'''

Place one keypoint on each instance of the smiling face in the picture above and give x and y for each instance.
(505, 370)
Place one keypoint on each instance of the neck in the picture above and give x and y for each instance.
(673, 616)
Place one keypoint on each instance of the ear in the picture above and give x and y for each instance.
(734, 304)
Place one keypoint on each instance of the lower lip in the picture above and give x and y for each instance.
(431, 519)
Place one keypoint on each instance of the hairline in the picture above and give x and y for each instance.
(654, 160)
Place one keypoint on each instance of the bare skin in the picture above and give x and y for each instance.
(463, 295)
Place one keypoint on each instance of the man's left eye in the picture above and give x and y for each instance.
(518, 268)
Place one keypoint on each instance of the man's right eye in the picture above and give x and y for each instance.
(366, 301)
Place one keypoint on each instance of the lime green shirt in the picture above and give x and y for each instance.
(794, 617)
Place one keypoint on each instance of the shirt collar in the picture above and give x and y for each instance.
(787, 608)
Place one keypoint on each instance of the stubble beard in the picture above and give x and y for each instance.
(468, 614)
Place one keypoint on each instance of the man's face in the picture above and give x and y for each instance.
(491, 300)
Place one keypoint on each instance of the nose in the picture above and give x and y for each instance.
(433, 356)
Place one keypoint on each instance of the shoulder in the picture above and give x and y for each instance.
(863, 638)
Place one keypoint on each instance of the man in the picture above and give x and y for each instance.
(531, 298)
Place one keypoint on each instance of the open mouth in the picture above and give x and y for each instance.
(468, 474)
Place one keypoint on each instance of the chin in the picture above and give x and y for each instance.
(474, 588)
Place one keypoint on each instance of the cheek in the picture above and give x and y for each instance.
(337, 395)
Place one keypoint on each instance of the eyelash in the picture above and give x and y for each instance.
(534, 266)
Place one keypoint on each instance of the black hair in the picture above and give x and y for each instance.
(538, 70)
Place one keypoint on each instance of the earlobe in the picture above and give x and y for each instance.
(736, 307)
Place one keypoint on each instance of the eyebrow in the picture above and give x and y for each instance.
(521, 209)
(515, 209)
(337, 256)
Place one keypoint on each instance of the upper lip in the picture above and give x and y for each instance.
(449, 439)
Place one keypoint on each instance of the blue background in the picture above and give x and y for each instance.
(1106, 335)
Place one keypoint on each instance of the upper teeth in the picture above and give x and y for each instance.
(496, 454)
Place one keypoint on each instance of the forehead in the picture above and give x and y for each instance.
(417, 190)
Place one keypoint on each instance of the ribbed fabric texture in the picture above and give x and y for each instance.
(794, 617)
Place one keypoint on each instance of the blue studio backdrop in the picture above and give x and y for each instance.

'''

### Work task
Starting at the line where "Place one keypoint on each instance of the upper teeth" appears, write out every line exactly as it stands until the listing ends, and add nothing.

### Solution to the exercise
Place one keypoint on each instance of the upper teeth in the picture above and give x and y for each instance.
(496, 454)
Place one keypoint on each instance of the forehead in the picture above and give x and y for each instance.
(417, 190)
Place one keypoint on each instance of the ribbed fabric texture in the picture above and give x and y for each instance.
(794, 617)
Place one keypoint on each instance of the blue studio backdrop in the picture above and give x and y for each instance.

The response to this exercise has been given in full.